§ **Questions on the material**
1: In the passage on the working poor, by how much did the net incomes of the poorest 40 percent of single-mother families rise from 1995 to 1999?
2: Reproduce the passage on the working poor word for word, starting at "3. Consistent with" and ending at "making work pay.".

3. Consistent with the objective of helping working families lift themselves out of poverty, an additional income boost would be worthwhile. A key theme of welfare reform has been to prod, assist, and enable families to work their way out of poverty. The principle of helping families work their way out of poverty has gained support across the political spectrum. This principle is important for married families and single-parent families, and there is considerable evidence that welfare reform — in combination with a strong economy, low unemployment rates, and the EITC — has significantly increased employment rates among single mothers. Providing increased assistance to the working poor through the tax system could further the goal of making work pay.

Such assistance is particularly important since much of the recent gains in the earnings of the working poor have been offset by declines in other supports. For example, from 1995 to 1999 the poorest 40 percent of families headed by a single mother experienced an average increase in earnings of about $2,300. After accounting for their decrease in means-tested benefits and increases in taxes, their net incomes rose a mere $292.(5) (Both changes are adjusted for inflation.)

§ **Supplied entries**
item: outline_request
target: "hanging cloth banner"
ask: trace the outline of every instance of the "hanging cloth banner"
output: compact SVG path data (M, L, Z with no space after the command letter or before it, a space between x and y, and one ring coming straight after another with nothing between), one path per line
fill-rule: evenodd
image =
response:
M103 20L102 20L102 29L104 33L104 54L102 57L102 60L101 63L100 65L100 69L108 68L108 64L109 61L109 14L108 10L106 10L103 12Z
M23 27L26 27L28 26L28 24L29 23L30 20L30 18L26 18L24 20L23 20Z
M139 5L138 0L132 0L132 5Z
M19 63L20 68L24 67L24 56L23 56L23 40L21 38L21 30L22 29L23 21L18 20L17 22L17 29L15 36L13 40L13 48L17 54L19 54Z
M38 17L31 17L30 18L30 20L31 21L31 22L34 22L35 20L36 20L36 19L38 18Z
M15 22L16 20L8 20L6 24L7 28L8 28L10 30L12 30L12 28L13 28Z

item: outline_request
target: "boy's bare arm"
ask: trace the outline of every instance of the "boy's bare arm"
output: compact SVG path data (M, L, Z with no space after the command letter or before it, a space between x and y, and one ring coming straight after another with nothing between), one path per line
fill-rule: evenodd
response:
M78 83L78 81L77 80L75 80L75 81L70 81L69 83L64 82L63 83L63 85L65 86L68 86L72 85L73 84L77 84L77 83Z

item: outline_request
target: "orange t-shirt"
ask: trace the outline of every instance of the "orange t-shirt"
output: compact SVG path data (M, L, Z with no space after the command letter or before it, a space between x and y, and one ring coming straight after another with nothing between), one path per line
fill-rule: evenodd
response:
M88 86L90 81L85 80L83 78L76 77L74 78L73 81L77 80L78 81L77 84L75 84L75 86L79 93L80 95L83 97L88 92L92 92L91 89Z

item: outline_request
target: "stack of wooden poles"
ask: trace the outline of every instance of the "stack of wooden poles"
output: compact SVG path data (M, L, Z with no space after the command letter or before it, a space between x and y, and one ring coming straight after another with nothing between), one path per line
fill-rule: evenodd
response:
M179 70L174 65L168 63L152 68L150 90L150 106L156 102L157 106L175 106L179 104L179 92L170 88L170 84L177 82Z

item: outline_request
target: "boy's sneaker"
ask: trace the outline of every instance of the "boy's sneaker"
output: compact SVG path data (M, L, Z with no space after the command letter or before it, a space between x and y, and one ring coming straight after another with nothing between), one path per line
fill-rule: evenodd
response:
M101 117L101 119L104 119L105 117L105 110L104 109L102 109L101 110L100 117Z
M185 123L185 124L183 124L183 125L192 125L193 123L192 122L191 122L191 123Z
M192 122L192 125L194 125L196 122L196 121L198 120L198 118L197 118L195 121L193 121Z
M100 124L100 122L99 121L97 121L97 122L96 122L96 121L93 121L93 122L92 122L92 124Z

§ **Task solutions**
1: Their net incomes rose by $292, adjusted for inflation.

2:
3. Consistent with the objective of helping working families lift themselves out of poverty, an additional income boost would be worthwhile. A key theme of welfare reform has been to prod, assist, and enable families to work their way out of poverty. The principle of helping families work their way out of poverty has gained support across the political spectrum. This principle is important for married families and single-parent families, and there is considerable evidence that welfare reform — in combination with a strong economy, low unemployment rates, and the EITC — has significantly increased employment rates among single mothers. Providing increased assistance to the working poor through the tax system could further the goal of making work pay.